Where does the word "duck" appear in the entries below? Copy each line that holds it.

Collection entries
<<<<
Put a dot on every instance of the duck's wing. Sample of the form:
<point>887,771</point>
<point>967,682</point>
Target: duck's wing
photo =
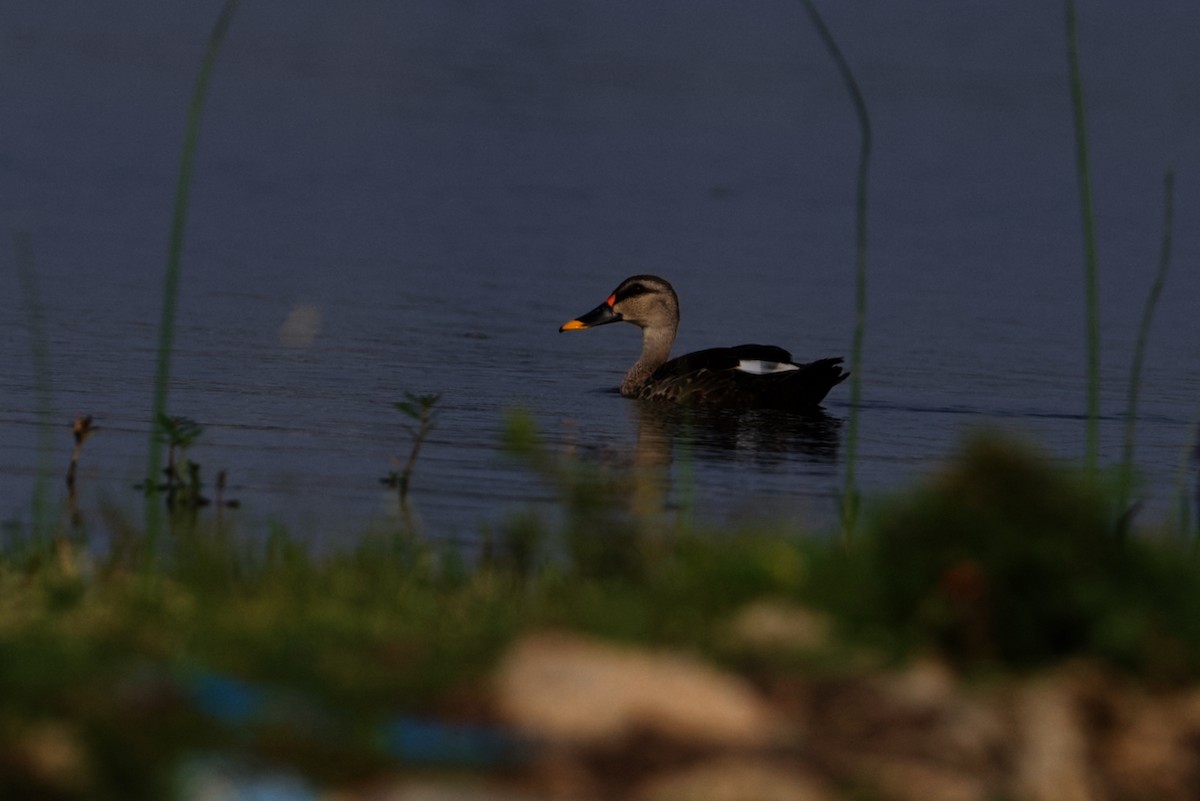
<point>745,357</point>
<point>744,377</point>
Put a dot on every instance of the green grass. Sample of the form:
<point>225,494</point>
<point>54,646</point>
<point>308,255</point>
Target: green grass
<point>1001,562</point>
<point>174,264</point>
<point>851,499</point>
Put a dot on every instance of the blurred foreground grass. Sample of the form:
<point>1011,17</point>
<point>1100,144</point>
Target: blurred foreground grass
<point>112,674</point>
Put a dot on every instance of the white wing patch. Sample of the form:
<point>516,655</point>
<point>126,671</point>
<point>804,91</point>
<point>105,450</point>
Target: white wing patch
<point>760,367</point>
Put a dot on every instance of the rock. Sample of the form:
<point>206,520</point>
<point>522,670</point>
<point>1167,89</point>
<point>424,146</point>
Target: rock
<point>733,780</point>
<point>916,781</point>
<point>586,692</point>
<point>1051,752</point>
>>>>
RESPONSE TO THE TASK -
Put a dot on every instance of the duck's wing. Sample of the form:
Target: duck's wing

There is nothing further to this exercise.